Excerpt to read Start Marker

You're confusing intuition of what works or not with being too close to your problem to make a judgement on the general applicability of your techniques.
They're saying it might work for you, but isn't generally applicable (because most people aren't going to develop this intuition, presumably).
Not sure I agree with that. I would say there are classes of problems where LLMs will generally help and a brief training course (1 week, say) would vastly improve the average (non-LLM-trained) engineer's ability to use it productively.
No it is more like thinking that my prescribed way of doing stuff must be the way things work in general because it works for me. But you give instructions specifically about everything you did but the person you give them to isn't your exact height or can't read your language, so you can easily assume now that they just don't get it. But with these LLMs you also get this bias hidden from you as you inch closer to the solution at every turn. The result seems "obvious" but the outcomes were never guaranteed and will most likely be different for someone else if one thing at point is different.
My whole thing about LLMs is that using them isn't "obvious". I've been banging that drum for over a year now - the single biggest misconception about LLMs is that they are easy to use and you don't need to put a serious amount of effort into learning how to best apply them.
It's to me more that the effort you put in is not a net gain. You don't advance a way of working with them that way because of myriad reasons including things from ownership of the models, fundamentals of the resulting total probabilistic space of the interaction, to just simple randomness even at low temperatures. The "learning how to best apply them" is not definable because who is learning what to apply what to what... The most succint way I know how to describe these issues is that like startup success you're saying "these are lotto number that worked for me" in many of the assumptions you make about the projects you present.

Excerpt to read End Marker
Record extracts Start Marker

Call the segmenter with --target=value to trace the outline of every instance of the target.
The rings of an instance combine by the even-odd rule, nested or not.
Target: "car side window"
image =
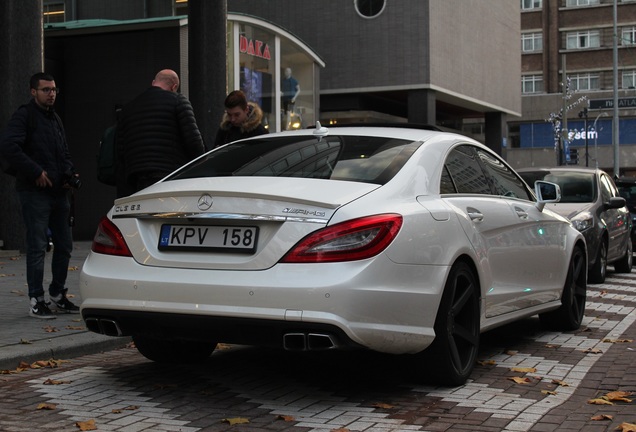
[[[492,195],[488,179],[472,147],[466,145],[455,147],[446,158],[444,168],[440,193]]]
[[[519,178],[499,158],[481,149],[476,149],[485,171],[490,175],[497,195],[533,201],[532,195]]]
[[[605,174],[601,174],[601,197],[603,202],[608,202],[613,196],[618,196],[612,187],[612,183],[609,177]]]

Record extracts End Marker

▶ **Set of tasks**:
[1] Copy the stretch of the LLM discussion from "They're saying it" through "use it productively.", swapping "training course" for "workshop".
[2] According to the LLM discussion, what is the single biggest misconception about LLMs?
Use only the LLM discussion to answer.

▶ **Per-task answers**:
[1]
They're saying it might work for you, but isn't generally applicable (because most people aren't going to develop this intuition, presumably).
Not sure I agree with that. I would say there are classes of problems where LLMs will generally help and a brief workshop (1 week, say) would vastly improve the average (non-LLM-trained) engineer's ability to use it productively.

[2] That they are easy to use and you don't need to put a serious amount of effort into learning how to best apply them.